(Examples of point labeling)
►
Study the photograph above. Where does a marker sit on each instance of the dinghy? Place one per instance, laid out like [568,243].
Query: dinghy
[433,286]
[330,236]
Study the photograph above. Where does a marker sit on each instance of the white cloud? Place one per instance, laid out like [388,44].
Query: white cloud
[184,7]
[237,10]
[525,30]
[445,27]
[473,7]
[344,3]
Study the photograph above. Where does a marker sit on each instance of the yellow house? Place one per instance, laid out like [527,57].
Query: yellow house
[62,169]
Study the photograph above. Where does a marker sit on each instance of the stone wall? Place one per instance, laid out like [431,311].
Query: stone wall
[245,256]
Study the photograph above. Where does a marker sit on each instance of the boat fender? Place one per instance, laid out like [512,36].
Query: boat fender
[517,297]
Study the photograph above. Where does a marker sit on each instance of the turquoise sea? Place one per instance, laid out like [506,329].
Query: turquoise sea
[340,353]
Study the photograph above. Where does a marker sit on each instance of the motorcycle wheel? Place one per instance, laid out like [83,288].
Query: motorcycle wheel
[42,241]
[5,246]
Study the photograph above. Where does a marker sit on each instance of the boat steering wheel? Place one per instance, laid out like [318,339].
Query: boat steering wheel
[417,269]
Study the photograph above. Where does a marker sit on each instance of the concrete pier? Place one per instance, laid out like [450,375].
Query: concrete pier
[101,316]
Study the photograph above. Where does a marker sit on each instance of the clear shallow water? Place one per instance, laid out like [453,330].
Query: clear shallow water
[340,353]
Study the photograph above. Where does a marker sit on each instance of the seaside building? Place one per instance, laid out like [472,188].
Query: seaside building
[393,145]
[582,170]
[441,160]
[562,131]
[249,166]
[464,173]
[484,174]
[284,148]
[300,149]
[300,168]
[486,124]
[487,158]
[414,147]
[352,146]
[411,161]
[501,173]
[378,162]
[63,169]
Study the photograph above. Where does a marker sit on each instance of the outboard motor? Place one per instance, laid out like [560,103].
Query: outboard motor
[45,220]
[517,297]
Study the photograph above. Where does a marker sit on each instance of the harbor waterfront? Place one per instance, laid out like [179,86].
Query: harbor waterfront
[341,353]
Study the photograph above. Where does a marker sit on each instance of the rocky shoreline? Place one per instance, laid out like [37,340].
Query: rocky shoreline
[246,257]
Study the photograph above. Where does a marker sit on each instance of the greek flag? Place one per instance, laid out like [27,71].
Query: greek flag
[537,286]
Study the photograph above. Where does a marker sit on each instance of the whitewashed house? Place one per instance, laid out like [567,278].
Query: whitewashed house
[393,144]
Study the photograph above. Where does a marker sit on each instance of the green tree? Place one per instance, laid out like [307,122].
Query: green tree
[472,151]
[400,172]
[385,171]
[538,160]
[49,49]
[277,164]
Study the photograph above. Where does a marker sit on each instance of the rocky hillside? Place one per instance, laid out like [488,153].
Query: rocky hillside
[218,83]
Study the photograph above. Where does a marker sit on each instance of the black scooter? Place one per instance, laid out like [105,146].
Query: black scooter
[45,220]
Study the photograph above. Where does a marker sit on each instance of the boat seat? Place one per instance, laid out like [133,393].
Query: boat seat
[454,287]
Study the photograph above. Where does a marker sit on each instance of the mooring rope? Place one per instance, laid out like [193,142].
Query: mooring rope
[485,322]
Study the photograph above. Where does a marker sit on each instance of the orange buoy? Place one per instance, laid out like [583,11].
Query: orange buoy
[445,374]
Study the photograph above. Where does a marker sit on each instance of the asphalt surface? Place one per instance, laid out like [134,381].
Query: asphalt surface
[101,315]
◄
►
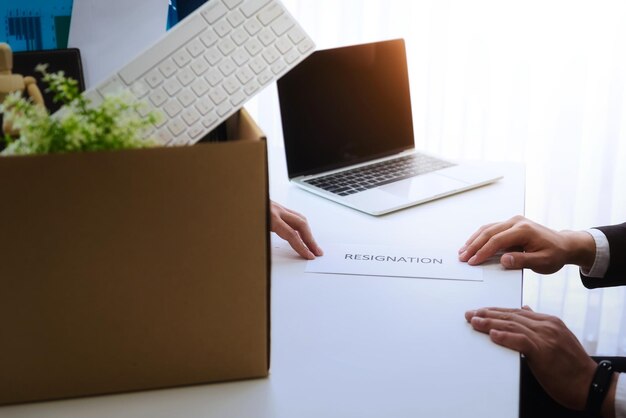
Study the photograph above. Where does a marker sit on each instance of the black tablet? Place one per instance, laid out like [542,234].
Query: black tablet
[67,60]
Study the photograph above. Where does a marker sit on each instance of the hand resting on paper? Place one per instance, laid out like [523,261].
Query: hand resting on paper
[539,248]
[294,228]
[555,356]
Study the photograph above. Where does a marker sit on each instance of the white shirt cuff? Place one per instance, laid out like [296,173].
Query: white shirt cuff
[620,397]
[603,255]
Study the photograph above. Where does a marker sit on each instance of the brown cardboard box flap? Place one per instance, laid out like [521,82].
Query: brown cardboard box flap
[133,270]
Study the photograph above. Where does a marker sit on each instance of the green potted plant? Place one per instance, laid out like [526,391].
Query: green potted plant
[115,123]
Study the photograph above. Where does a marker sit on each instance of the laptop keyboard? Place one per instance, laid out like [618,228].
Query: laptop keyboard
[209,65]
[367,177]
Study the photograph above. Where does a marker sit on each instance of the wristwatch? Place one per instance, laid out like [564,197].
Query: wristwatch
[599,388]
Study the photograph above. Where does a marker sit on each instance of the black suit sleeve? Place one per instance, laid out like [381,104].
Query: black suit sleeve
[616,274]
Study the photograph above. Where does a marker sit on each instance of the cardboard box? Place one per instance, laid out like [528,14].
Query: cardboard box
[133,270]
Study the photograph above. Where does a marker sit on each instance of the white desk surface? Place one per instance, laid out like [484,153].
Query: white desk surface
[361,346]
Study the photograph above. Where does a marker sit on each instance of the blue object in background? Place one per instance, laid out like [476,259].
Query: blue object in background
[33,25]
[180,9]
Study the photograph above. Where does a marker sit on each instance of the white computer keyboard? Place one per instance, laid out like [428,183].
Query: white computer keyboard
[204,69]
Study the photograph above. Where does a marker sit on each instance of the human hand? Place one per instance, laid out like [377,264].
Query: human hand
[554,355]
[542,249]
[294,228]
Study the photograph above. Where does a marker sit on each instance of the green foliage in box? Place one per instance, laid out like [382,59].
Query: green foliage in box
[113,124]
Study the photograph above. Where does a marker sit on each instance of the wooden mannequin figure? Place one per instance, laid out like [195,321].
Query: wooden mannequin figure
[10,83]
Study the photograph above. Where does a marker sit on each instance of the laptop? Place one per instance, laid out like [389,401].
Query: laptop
◄
►
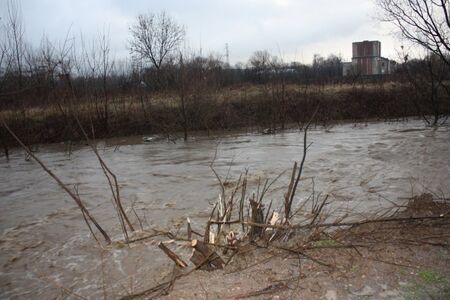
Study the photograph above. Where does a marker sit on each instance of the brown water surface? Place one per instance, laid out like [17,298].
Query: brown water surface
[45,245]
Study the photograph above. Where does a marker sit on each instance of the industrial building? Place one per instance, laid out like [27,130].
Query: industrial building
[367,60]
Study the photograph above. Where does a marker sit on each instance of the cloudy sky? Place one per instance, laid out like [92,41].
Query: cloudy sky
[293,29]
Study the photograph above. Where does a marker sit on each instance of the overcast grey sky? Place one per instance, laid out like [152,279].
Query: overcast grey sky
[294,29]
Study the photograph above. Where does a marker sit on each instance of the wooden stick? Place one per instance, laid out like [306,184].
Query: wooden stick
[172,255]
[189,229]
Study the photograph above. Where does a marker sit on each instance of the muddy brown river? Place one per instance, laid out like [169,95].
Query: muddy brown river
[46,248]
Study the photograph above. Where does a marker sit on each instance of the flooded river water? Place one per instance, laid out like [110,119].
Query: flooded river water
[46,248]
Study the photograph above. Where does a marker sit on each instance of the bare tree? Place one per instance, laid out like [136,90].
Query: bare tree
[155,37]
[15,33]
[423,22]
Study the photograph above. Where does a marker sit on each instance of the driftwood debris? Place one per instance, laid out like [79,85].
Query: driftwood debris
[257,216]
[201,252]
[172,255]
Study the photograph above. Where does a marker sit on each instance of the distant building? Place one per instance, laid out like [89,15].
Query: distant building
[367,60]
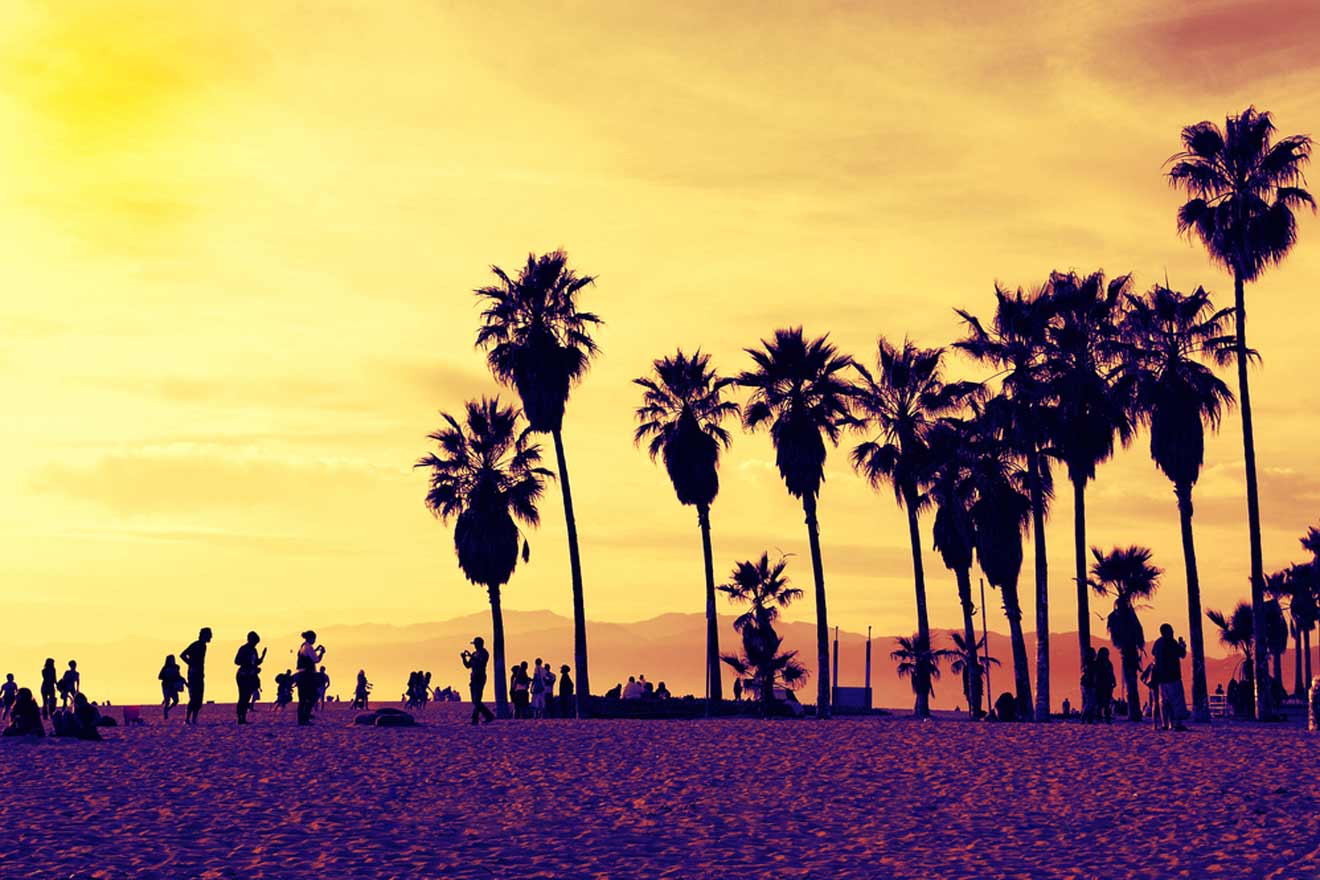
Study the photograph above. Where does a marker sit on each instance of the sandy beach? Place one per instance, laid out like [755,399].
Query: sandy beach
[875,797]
◄
§ Goal
Collect every line from the listing above that contains the string "rope".

§ Answer to the problem
Study the photograph above. Where does a marker sit on each instance of the mooring rope? Place one per instance, laid out like [193,142].
Query: mooring rope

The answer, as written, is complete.